READING PASSAGE:

*-*-*

A foreword: some people might think that I’m writing this just to banter about what I did; my sincere reason to write, though, is to point out an example of why I dislike 5-minutes fixes as I wrote last December. It’s also an almost complete analysis of my process of ebuild maintenance so it might be interesting for others to read.

For a series of reasons that I haven’t really written about at all, I need Quagga in my homemade Celeron router running Gentoo — for those who don’t know, Quagga is a fork of an older project called Zebra, and provides a few daemons for route advertisement protocols (such as RIP and BGP). Before yesterday, the last version of Quagga in Portage was 0.99.15 (and the stable is an old 0.98 still), but there was recently a security bug that required a bump to 0.99.17.

I was already planning on getting Quagga a bump to fix a couple of personal pet peeves with it on the router; since Alin doesn’t have much time, and also doesn’t use Quagga himself, I’ve added myself to the package’s metadata; and started polishing the ebuild and its support files. The alternative would have been for someone to just pick up the 0.99.15 ebuild, update the patch references, and push it out with the 0.99.17 version, which would have categorized for a 5-minutes-fix and wouldn’t have solved a few more problems the ebuild had.

Now, the ebuild (and especially the init scripts) make a point that they were contributed by someone working for a company that used Quagga; this is a good start, from one point: the code is supposed to work since it was used; on the other hand companies don’t usually care for the Gentoo practices and policies, and tend to write ebuilds that could be polished a bit further to actually be compliant to our guidelines. I like them as a starting point, and I got used to do the final touches in those cases. So if you have some ebuilds that you use internally and don’t want to spend time maintaining it forever, you can also hire me to clean them up and merge in tree.

So I started from the patches; the ebuild applied patches from a tarball, three unconditionally and two based on USE flags; both of those had URLs tied to them that pointed out that they were unofficial feature patches (a lot of networking software tend to have similar patches). I set out to check the patches; one was changing the detection of PCRE; one was obviously a fix for --as-needed, one was a fix for an upstream bug. All five of them were on a separate patchset tarball that had to be fetched from the mirrors. I decided to change the situation.

First of all, I checked the PCRE patch; actually the whole PCRE logic, inside configure is long winded and difficult to grok properly; on the other hand, a few comments and the code itself shows that the libpcreposix library is only needed non non-GNU systems, as GLIBC provides the regcomp/@regexec@ functions. So instead of applying the patch and have a pcre USE flag, I changed to link the use or not of PCRE depending on the elibc_glibc implicit USE flag; one less patch to apply.

*-*-*

DATA SECTION:
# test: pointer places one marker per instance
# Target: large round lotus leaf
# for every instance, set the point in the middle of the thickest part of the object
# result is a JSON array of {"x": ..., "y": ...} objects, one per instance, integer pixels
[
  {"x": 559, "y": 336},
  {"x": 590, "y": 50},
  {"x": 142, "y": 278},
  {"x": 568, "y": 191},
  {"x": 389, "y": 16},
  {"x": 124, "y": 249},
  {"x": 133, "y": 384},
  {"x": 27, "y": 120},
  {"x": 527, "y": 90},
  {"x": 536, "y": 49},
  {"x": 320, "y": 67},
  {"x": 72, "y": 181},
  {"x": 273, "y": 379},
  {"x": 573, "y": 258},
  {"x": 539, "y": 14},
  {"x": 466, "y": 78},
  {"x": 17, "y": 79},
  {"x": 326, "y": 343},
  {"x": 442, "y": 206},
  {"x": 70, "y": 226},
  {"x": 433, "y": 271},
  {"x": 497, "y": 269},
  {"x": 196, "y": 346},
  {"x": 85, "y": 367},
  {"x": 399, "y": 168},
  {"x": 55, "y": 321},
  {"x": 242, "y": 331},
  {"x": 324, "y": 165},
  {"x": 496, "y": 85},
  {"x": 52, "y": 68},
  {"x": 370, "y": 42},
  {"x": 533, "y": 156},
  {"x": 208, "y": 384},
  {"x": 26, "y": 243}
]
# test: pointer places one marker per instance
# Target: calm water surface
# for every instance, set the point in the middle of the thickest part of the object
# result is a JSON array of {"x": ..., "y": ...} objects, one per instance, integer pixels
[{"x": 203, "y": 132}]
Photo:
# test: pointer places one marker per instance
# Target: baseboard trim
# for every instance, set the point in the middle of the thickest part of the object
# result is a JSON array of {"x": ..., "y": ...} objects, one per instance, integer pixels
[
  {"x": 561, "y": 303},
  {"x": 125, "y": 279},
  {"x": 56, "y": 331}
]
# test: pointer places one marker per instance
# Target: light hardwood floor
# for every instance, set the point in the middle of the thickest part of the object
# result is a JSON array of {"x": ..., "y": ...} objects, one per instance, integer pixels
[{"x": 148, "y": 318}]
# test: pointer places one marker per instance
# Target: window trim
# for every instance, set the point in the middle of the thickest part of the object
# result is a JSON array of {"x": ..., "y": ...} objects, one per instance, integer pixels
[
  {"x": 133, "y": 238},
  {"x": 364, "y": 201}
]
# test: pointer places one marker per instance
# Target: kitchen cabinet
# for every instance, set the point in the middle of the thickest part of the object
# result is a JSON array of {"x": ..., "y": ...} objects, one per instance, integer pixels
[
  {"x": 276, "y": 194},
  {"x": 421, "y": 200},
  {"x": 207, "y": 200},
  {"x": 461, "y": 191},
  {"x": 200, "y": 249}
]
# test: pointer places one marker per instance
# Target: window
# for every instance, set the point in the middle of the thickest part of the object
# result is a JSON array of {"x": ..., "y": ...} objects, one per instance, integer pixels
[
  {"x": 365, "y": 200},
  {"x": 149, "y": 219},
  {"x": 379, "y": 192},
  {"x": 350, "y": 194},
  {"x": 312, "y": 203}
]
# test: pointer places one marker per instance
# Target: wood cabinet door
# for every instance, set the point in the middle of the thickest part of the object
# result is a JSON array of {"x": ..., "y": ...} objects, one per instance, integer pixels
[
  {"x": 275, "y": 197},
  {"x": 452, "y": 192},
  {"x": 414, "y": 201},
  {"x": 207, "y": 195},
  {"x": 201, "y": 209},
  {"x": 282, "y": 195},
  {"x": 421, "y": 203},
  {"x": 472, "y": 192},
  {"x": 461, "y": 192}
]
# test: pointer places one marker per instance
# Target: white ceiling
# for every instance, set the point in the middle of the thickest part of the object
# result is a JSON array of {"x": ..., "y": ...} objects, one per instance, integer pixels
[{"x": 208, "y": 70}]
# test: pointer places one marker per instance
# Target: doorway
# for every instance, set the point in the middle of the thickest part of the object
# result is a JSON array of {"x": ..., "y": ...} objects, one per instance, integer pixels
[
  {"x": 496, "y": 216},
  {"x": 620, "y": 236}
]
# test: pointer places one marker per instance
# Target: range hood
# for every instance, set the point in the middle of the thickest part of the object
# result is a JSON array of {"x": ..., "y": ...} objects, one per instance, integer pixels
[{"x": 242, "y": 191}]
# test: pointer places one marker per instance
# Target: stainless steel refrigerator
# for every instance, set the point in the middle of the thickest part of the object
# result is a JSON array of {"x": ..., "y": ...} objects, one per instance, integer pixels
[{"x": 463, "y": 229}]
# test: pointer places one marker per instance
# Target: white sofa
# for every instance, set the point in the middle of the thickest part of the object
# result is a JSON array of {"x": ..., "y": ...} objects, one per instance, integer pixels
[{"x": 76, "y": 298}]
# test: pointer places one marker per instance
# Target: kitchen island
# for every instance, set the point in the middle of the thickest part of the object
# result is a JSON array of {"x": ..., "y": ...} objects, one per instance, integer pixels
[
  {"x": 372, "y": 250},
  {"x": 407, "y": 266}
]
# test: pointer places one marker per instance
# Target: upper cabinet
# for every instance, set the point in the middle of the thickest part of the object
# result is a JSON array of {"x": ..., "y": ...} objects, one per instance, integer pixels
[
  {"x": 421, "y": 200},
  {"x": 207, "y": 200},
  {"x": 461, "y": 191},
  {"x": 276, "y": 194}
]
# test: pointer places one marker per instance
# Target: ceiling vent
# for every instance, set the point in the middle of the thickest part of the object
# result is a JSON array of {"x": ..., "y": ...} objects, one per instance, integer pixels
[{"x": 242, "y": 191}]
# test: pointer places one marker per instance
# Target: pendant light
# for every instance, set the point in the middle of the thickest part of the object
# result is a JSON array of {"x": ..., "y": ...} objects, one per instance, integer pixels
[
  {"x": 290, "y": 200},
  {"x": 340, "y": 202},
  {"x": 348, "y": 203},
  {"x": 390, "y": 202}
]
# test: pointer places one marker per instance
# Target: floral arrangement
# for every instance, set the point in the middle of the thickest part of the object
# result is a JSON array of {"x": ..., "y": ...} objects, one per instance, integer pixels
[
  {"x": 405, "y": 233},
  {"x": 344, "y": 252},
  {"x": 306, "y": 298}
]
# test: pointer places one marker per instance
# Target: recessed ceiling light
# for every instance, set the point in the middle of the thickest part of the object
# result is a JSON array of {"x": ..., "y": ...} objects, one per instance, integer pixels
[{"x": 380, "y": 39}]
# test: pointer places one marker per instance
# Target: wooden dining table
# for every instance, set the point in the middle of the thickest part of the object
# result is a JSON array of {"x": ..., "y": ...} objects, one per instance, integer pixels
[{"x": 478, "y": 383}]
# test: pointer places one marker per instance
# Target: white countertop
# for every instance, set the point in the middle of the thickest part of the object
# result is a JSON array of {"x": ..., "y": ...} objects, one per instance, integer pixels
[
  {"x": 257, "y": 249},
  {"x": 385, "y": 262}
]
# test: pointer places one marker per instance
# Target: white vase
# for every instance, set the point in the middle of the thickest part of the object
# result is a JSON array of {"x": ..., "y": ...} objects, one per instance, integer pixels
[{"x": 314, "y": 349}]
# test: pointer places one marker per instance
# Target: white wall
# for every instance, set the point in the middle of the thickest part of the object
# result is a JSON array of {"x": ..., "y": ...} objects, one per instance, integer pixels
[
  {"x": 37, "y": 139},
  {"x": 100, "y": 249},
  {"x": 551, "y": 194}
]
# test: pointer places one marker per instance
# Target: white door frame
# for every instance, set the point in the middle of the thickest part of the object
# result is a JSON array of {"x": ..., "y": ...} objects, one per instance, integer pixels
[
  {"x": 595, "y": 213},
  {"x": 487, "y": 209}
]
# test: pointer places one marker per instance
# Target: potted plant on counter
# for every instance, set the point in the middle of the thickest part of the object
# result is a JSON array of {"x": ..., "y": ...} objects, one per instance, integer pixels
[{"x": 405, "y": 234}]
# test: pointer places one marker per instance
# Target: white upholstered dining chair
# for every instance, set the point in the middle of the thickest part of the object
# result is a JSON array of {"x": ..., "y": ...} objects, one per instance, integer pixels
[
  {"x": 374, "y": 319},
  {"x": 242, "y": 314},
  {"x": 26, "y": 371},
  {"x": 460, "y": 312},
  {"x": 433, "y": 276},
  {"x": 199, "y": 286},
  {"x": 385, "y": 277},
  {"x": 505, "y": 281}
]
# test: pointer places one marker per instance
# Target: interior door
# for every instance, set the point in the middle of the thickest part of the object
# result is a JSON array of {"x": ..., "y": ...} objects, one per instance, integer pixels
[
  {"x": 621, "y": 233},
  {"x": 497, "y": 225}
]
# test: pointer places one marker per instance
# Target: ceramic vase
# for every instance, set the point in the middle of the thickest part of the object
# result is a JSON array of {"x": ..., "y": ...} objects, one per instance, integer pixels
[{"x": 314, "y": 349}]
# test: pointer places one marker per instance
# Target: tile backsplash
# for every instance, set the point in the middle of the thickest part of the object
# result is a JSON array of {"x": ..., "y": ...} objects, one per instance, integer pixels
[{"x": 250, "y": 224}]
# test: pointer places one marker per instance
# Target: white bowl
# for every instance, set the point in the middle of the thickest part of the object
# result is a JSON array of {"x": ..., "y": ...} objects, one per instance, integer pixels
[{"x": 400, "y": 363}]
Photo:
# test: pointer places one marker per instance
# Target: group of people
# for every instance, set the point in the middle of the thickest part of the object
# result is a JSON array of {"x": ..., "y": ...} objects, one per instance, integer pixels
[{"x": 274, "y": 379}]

*-*-*

THE TASKS:
**a)** Revise the Quagga ebuild account between "So I started" and "change the situation.", inclusive, replacing "mirrors" with "upstream servers".
**b)** Carry the Quagga ebuild account forward from its last sentence.
The material has no connection to the Quagga ebuild account.

RESPONSE LIST:
**a)**
So I started from the patches; the ebuild applied patches from a tarball, three unconditionally and two based on USE flags; both of those had URLs tied to them that pointed out that they were unofficial feature patches (a lot of networking software tend to have similar patches). I set out to check the patches; one was changing the detection of PCRE; one was obviously a fix for --as-needed, one was a fix for an upstream bug. All five of them were on a separate patchset tarball that had to be fetched from the upstream servers. I decided to change the situation.

**b)**
Second patch I looked at was the --as-needed-related patch that changed the order of libraries link so that the linker wouldn’t drop them out; it wasn’t actually as complete as I would have made. Since libtool handles transitive dependencies fine, if the libcap library is used in the convenience library, it only has to be listed there, not also in the final installed library. Also, I like to take a chance to remove unused definitions in the Makefile while I’m there. So I reworked the patch on top of the current master branch in their GIT, and sent it upstream hoping to get it merged before next release.

The third patch is a fix for an upstream bug that hasn’t been merged in a few releases already, so I kept it basically the same. The two feature patches had new versions released, and the Gentoo version seems to have gone out of sync with the upstream ones a bit; for the sake of reducing Gentoo-specific files and process, I decided to move to use the feature patches that the original authors release; since they are only needed when their USE flags are enabled, they are fetched from the original websites conditionally. The remaining patches are too small to be part of a patchset tarball, so I first simply put them in files/ are they were, with mine a straight export from GIT. Thinking about it a bit more, I decided today to combine them in a single file, and just properly handle them on Gentoo GIT (I started writing a post detailing how I manage GIT-based patches).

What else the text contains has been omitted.